Items for identifying locations
** begin **

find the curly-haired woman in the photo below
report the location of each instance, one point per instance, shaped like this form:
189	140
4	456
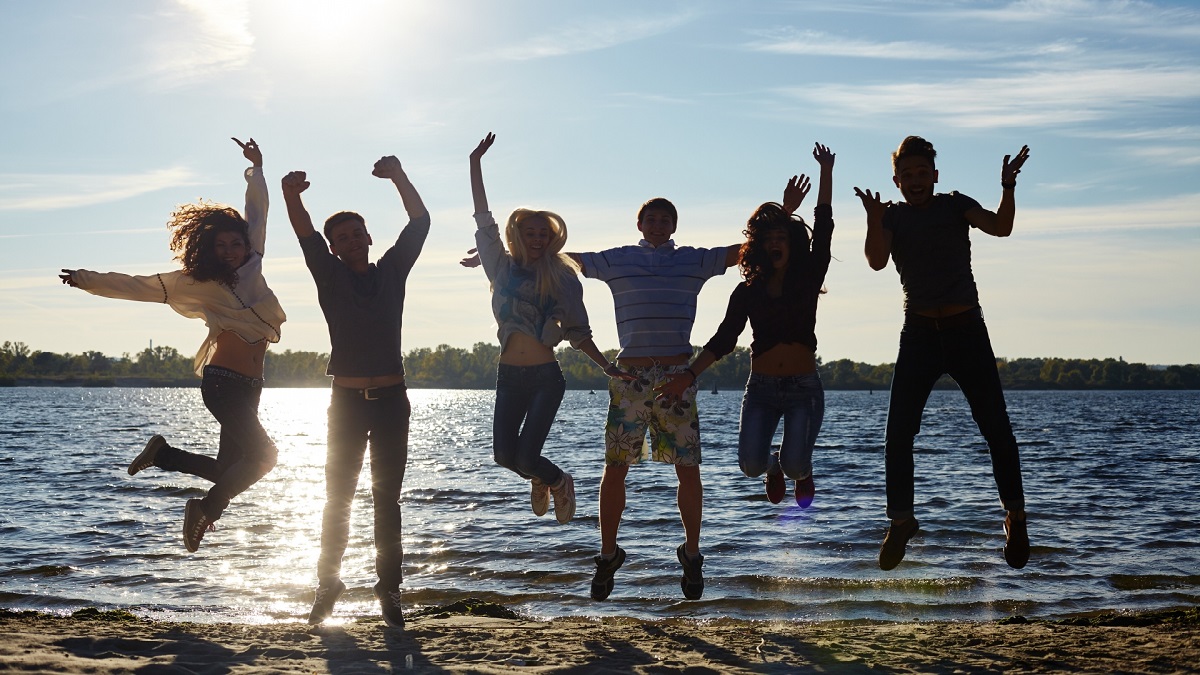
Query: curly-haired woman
220	281
784	276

** end **

**Description of the task**
Please write out every line of the material above again, shifting each coordinate in the answers by -108 and leaving all other text and numbers unchanged. Omit the pictures.

**Task answer**
find the curly-haired woman in the photo below
report the location of each instance, one point per instance, shaped like this form:
189	140
4	456
Query: curly-haired woman
112	173
676	168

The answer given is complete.